[GIVEN PROBLEM]:
Copy out the whole listing below word for word and line by line, leaving out the pictures.
────────
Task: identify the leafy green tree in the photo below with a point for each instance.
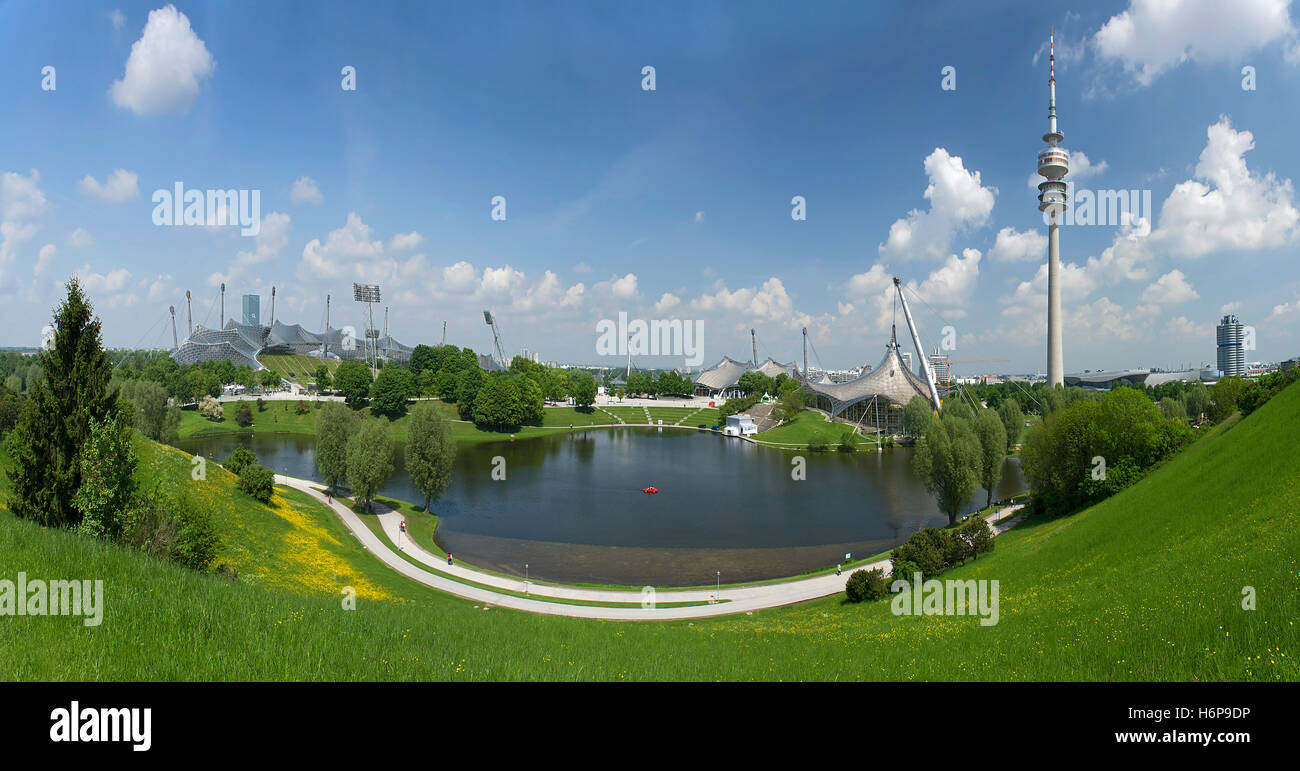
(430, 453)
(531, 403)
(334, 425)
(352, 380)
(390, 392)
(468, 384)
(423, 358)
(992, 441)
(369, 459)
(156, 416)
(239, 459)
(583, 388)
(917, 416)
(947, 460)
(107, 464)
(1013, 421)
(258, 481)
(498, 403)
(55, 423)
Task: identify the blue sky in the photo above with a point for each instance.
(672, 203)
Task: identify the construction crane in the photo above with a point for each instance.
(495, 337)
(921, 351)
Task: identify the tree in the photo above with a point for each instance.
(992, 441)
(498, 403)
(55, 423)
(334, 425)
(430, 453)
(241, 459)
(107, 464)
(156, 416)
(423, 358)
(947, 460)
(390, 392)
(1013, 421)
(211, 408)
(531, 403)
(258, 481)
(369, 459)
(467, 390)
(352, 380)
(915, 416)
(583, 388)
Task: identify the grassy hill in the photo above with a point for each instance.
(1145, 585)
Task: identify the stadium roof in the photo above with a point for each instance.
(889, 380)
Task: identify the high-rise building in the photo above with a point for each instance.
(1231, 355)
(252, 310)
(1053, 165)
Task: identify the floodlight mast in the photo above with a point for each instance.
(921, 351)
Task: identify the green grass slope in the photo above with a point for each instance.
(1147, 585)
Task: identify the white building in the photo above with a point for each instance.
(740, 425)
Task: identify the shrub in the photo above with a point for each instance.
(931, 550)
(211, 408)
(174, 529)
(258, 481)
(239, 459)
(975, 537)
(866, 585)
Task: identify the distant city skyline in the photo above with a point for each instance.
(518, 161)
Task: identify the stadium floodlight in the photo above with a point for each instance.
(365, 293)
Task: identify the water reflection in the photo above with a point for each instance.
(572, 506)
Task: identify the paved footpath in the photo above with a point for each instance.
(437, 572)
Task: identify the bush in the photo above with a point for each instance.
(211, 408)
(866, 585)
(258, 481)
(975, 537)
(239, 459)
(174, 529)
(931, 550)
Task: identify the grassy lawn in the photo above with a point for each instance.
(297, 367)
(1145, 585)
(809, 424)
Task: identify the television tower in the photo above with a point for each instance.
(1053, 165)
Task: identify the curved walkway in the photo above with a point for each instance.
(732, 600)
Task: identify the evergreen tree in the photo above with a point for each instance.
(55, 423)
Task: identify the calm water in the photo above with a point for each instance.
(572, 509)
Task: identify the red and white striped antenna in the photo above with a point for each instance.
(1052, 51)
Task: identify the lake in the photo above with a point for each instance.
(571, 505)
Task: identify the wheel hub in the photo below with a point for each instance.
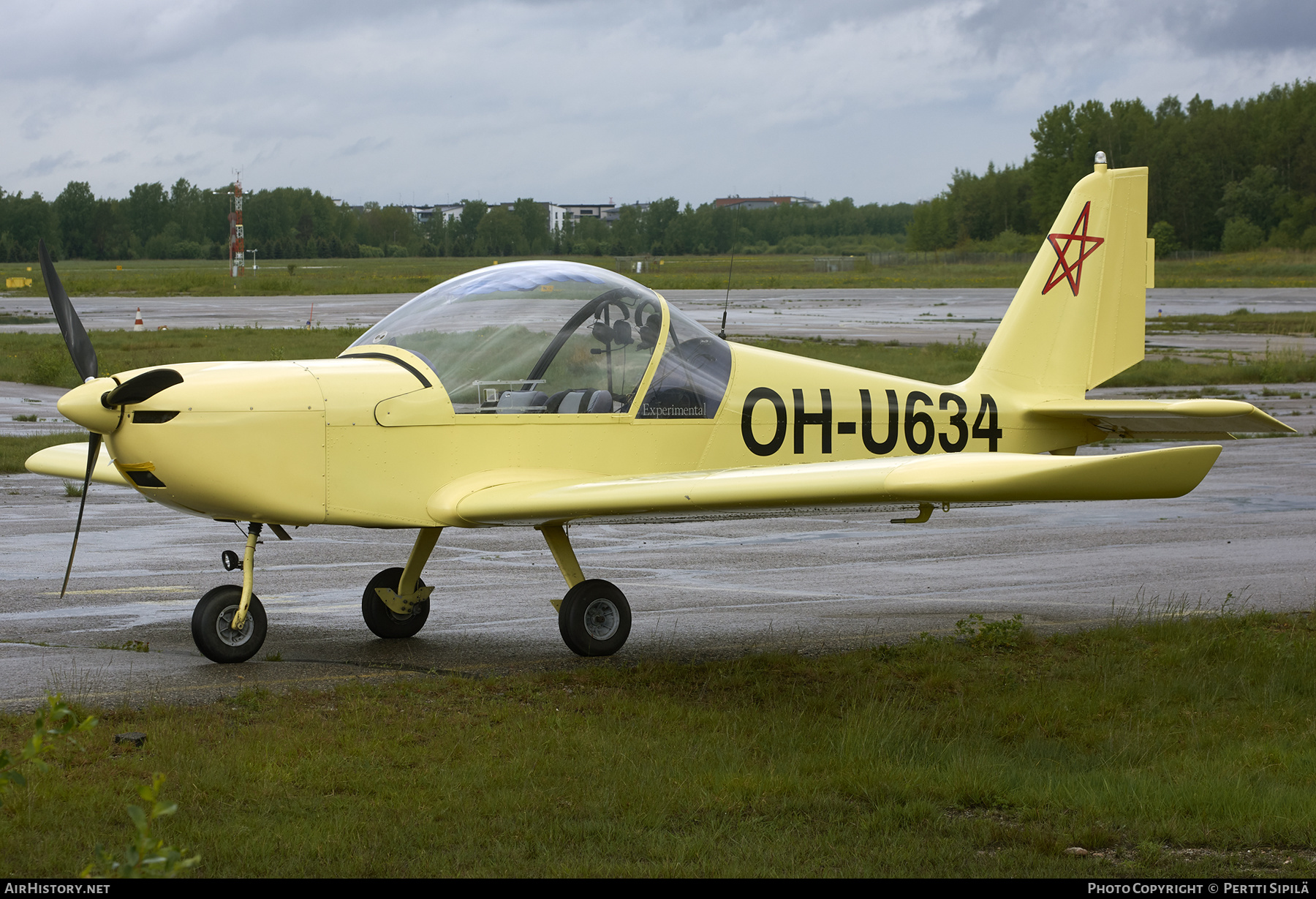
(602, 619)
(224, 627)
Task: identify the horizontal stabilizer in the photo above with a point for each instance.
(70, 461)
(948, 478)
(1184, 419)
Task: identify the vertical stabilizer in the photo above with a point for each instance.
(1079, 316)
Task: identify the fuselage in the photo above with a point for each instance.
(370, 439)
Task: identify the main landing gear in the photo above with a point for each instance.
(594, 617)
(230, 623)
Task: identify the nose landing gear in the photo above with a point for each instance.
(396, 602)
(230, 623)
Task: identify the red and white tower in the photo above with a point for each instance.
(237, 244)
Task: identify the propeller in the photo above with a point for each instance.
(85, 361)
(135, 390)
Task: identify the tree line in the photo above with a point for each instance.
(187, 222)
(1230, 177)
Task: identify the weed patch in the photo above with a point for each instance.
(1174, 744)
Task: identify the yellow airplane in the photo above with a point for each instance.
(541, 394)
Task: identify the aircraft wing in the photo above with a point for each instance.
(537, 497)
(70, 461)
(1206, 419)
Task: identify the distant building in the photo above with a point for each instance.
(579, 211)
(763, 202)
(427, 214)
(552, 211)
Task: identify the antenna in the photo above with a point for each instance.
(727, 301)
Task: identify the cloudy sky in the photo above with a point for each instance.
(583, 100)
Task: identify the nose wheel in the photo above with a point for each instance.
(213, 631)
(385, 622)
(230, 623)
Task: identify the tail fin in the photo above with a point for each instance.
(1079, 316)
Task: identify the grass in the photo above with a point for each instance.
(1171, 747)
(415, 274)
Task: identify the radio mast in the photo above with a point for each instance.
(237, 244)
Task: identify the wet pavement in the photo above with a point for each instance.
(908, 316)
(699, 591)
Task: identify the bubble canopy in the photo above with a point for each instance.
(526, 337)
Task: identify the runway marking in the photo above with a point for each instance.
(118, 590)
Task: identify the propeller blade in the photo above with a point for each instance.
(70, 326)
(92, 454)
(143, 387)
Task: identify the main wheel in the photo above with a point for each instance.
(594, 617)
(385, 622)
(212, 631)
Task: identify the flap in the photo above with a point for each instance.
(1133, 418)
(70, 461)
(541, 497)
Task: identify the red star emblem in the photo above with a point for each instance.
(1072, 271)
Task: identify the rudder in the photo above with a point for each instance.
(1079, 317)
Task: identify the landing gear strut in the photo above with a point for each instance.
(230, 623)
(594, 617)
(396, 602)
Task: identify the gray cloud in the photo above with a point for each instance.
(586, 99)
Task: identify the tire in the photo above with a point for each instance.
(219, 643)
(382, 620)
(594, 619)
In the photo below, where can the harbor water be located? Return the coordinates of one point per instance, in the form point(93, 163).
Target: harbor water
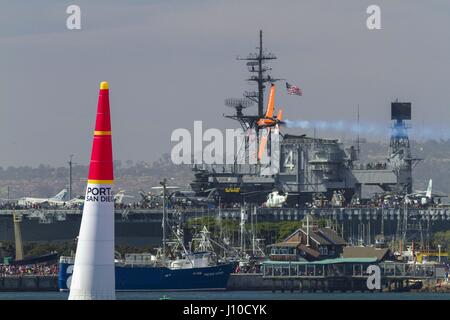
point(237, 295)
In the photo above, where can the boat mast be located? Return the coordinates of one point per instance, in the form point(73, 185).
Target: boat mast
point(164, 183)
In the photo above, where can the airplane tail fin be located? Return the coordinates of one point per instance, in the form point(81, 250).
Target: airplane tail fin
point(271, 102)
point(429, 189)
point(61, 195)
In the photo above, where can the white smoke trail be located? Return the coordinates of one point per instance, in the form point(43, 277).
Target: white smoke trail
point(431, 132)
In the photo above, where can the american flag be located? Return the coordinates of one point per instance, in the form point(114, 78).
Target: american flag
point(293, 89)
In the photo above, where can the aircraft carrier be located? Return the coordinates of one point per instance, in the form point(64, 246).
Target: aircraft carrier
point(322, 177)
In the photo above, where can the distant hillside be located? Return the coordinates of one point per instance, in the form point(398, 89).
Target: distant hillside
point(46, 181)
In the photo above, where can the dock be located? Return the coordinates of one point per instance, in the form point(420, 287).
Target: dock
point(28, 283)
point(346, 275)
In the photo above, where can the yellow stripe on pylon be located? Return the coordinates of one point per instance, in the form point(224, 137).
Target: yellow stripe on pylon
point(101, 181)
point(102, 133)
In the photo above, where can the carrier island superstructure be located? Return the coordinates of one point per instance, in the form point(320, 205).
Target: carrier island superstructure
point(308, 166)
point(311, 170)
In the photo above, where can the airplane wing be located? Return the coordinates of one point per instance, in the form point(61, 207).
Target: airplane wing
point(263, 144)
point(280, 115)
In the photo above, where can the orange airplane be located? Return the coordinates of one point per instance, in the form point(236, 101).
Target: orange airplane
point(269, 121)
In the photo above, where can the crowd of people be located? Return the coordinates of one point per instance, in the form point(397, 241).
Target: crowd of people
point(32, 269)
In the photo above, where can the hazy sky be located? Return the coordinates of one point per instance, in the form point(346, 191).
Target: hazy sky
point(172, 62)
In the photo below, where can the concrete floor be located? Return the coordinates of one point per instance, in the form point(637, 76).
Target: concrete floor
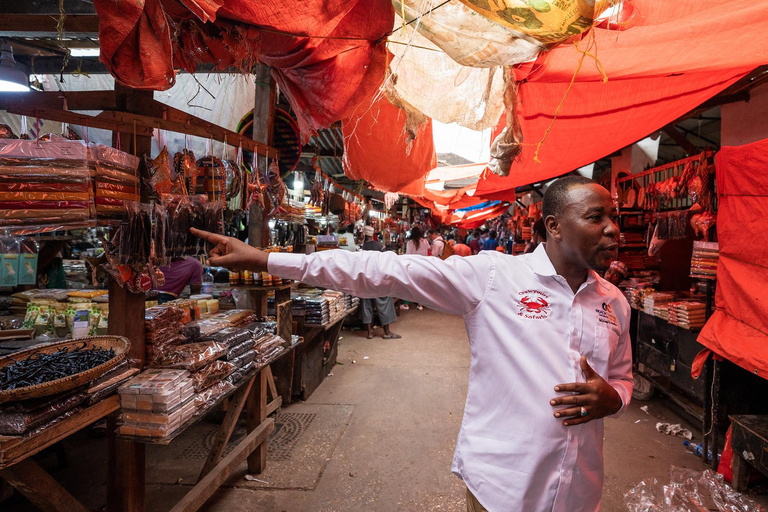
────────
[PROBLEM SOLUTION]:
Task: identify the leafy green tree in the photo below with a point for each instance.
(430, 453)
(531, 403)
(334, 425)
(352, 380)
(390, 392)
(468, 384)
(423, 358)
(992, 441)
(369, 459)
(156, 416)
(239, 459)
(583, 388)
(917, 416)
(947, 460)
(107, 464)
(1013, 421)
(258, 481)
(498, 403)
(55, 423)
Task: identify the blue sky in the photo above with a point for each instance.
(672, 203)
Task: identify the construction crane in the photo above with a point for each instance.
(495, 337)
(921, 351)
Task: identify the tree in the photo above with a point for each instance.
(992, 441)
(498, 403)
(55, 423)
(334, 425)
(430, 453)
(241, 459)
(107, 464)
(156, 416)
(423, 358)
(947, 460)
(390, 392)
(1013, 421)
(211, 408)
(531, 403)
(258, 481)
(369, 459)
(467, 390)
(352, 380)
(915, 416)
(583, 388)
Task: identify the grassy hill in the photo above with a point for each instance.
(1145, 585)
Task: identify the stadium roof in the photo above with a point for each instance.
(889, 380)
Task: identify the high-rise building in the photo above with a point for each instance.
(1231, 355)
(252, 310)
(1053, 165)
Task: identify the floodlight mast in the photo above with a point for each instance.
(921, 351)
Task: identify the green grass slope in the photo above with a point for each instance.
(1147, 585)
Task: identify the white building in the photo above with a point for each instance.
(740, 425)
Task: identify the shrub in the photo above with a point for each instance.
(931, 550)
(211, 408)
(174, 529)
(258, 481)
(239, 459)
(975, 537)
(866, 585)
Task: identify the distant city skyline in the photo above with a point for each instance.
(518, 161)
Task: identify the stadium floodlight in the photo above with a point for each instance.
(365, 293)
Task: identify the water reflection in the photo above with a point for each instance.
(572, 506)
Task: identify the paved footpath in the photo above with a point for each instance.
(437, 572)
Task: identify the bush in the photo above with a point for each instance.
(211, 408)
(866, 585)
(258, 481)
(975, 537)
(239, 459)
(174, 529)
(931, 550)
Task: identify the grassy lawn in the photo above with a point for each instance.
(297, 367)
(1145, 585)
(809, 424)
Task: identify the television tower in the photo above with a point for each instance.
(1053, 165)
Task: identify the curved walkway in the photo above with a point for each instance.
(732, 600)
Task: identify the evergreen tree in the photo above with a point for each instance.
(55, 423)
Task: identify the calm water in the photo above with a point for each instance.
(572, 509)
Task: identify the red and white striped antenna in the photo above with a point for each instance.
(1052, 51)
Task: identify the lake in the photo above with a point for each instance.
(571, 505)
Task: identify the wheel hub in the photo below with a point for each instance.
(602, 619)
(224, 627)
Task: identify the horizontal stabilizer in the photo above with a point for each instance.
(70, 461)
(948, 478)
(1184, 419)
Task: identify the vertical stabilizer in the photo above with a point for each instance.
(1079, 316)
Task: identify the fuselage in the photo above with a point for each instance.
(370, 439)
Task: identify the main landing gear in the photo above with a point for each instance.
(594, 617)
(230, 623)
Task: identify the nose landing gear in the photo above with a point for each instance.
(396, 602)
(230, 623)
Task: identify the red and white tower in the photo above with a point for each instance.
(237, 244)
Task: identify the propeller in the photo above with a point for each instance.
(85, 361)
(135, 390)
Task: identify the tree line in the photo above with a point for each instance.
(187, 222)
(1230, 177)
Task: identify the weed patch in the photo above with a point for each instance.
(1174, 744)
Task: identify the yellow airplane in the photo above with a point for each instance.
(541, 394)
Task: identify the aircraft wing in the photo above with a point for each instance.
(537, 497)
(70, 461)
(1206, 419)
Task: identify the distant building in the photo above with a point for each instance.
(579, 211)
(763, 202)
(427, 214)
(552, 211)
Task: identify the antenna in the photo above with a point for each instance.
(727, 301)
Task: identify the cloudy sky in the photo above with a point for each instance.
(583, 100)
Task: identify the nose wheel in the photo above with a point for each instance.
(213, 631)
(385, 622)
(230, 623)
Task: identify the tail fin in the photo above with a point for each instance.
(1079, 316)
Task: identify the grass in the photo above with a point for each instance.
(1171, 747)
(415, 274)
Task: identify the radio mast in the photo above with a point for each instance.
(237, 244)
Task: identify the wet pavement in the photo above with a point for each instance.
(908, 316)
(699, 591)
Task: identify the bubble canopy in the photo above with a point for each instance.
(526, 337)
Task: identify the runway marking in the photo above with a point for each instance.
(118, 590)
Task: identify the propeller blade in the photo above with a point for each instance.
(70, 326)
(92, 454)
(143, 387)
Task: identify the main wheel in the photo above with a point for each instance.
(594, 617)
(385, 622)
(212, 631)
Task: identify the flap in the photo above with a point for each instance.
(1133, 418)
(70, 461)
(541, 497)
Task: identify the red star emblem in the photo above with a point for each instance.
(1072, 271)
Task: identify the rudder in the photo above with a point for each instance.
(1079, 317)
Task: identify the landing gear strut in the photo above with a point for each instance.
(230, 623)
(594, 617)
(396, 602)
Task: identify the gray cloud in the photo above with a point for each instance.
(586, 99)
Task: identify the tire in the photo above with a point for each instance.
(219, 643)
(382, 620)
(594, 619)
In the photo below, where can the harbor water be located? Return the coordinates of one point per instance, in the form point(93, 163).
Target: harbor water
point(237, 295)
In the photo above, where can the boat mast be located? Return the coordinates of one point per instance, in the form point(73, 185).
Target: boat mast
point(164, 183)
In the photo above, where can the airplane tail fin be located? Return the coordinates of one point per instance, in the form point(81, 250).
Target: airplane tail fin
point(271, 102)
point(429, 189)
point(61, 195)
In the photo above, where can the white smoke trail be located? Return the coordinates of one point per instance, in the form point(43, 277).
Target: white smoke trail
point(431, 132)
In the photo above, where can the american flag be located? Return the coordinates of one point per instance, in the form point(114, 78).
Target: american flag
point(293, 89)
In the photo above, where can the aircraft carrier be located? Return the coordinates of one point per instance, in the form point(64, 246).
Target: aircraft carrier
point(322, 177)
In the photo above, where can the distant hillside be located? Return the coordinates of one point per instance, in the form point(398, 89).
Target: distant hillside
point(46, 181)
In the photo above, where can the dock be located? Return the coordinates of one point per instance, in the form point(420, 287).
Target: dock
point(28, 283)
point(346, 275)
In the photo above, where can the yellow stripe on pylon be located? Return the coordinates of one point per instance, in the form point(224, 137).
Target: yellow stripe on pylon
point(101, 181)
point(102, 133)
In the photo above, where can the carrier island superstructure be located? Return the coordinates of one point per instance, in the form point(320, 205).
Target: carrier island superstructure
point(308, 166)
point(311, 170)
In the photo above, where can the airplane wing be located? Return the coordinates of one point per instance, in the form point(61, 207).
Target: airplane wing
point(263, 144)
point(280, 115)
In the photo above, where can the orange airplane be located? Return the coordinates of one point per instance, in the form point(236, 101).
Target: orange airplane
point(269, 121)
In the photo above, where can the crowd of people be located? Return the coordinates of one point per instance, in the form point(397, 241).
Target: crowd of people
point(32, 269)
In the photo above, where can the hazy sky be located? Return the coordinates of one point per instance, in the form point(346, 191).
Target: hazy sky
point(172, 62)
In the photo below, where can the concrete floor be located? Return the coordinates of one point per instance, in the form point(637, 76).
Target: concrete floor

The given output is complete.